══ DATA EXTRACT

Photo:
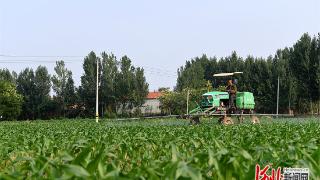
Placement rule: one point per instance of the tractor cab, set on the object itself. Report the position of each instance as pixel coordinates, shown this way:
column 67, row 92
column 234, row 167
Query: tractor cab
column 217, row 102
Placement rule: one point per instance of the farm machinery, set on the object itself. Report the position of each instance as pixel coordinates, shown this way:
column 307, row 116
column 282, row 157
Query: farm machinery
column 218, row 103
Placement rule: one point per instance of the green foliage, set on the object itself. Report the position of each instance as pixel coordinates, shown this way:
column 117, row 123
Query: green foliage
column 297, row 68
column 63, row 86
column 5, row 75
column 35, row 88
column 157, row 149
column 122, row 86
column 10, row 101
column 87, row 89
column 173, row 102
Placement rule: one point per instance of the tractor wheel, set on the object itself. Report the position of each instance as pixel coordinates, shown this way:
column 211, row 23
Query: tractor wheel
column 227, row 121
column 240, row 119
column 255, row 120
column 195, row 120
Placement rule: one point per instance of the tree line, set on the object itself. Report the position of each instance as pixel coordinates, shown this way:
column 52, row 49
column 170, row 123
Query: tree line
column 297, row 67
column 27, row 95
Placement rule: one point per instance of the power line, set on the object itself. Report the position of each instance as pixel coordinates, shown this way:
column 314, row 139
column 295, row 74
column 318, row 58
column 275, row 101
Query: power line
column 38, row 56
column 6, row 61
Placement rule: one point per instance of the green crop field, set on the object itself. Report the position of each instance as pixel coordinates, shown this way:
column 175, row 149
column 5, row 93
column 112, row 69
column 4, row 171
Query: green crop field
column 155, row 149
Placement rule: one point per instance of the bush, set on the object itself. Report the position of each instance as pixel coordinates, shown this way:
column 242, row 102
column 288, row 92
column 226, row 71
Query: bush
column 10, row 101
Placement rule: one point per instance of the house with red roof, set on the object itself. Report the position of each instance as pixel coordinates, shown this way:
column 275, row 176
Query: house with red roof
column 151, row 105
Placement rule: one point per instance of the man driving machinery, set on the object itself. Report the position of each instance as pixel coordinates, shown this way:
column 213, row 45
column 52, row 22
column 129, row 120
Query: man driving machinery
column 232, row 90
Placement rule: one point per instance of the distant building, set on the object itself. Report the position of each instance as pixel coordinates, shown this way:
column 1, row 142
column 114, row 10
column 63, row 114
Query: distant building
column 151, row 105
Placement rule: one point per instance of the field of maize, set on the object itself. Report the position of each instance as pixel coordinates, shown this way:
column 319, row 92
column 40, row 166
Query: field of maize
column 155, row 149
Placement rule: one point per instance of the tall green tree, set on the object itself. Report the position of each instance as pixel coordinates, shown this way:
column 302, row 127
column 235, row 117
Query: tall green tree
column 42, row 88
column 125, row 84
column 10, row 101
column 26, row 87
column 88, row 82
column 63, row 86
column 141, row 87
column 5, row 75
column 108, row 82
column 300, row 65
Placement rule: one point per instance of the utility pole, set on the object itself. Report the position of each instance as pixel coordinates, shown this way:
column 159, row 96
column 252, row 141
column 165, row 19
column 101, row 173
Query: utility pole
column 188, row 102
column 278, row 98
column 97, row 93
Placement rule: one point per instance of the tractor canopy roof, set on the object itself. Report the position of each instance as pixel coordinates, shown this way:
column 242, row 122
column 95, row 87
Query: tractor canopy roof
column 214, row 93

════
══ DATA EXTRACT

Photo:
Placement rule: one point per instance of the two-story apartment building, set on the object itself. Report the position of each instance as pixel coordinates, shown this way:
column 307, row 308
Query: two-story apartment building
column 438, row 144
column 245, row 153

════

▶ [SET PROBLEM]:
Turn the material starting at the line containing "Placement rule: one point per instance of the green foliage, set" and ending at the line containing "column 173, row 102" into a numbered list, leaving out any blank lines.

▶ [RESPONSE]:
1. Placement rule: one point per instance of the green foliage, set on the object itself. Report the position of each instance as pixel coordinates, shown this way:
2. column 117, row 123
3. Query: green foliage
4. column 297, row 68
5. column 63, row 86
6. column 5, row 75
7. column 35, row 88
8. column 157, row 149
9. column 122, row 86
10. column 10, row 101
11. column 87, row 89
12. column 173, row 102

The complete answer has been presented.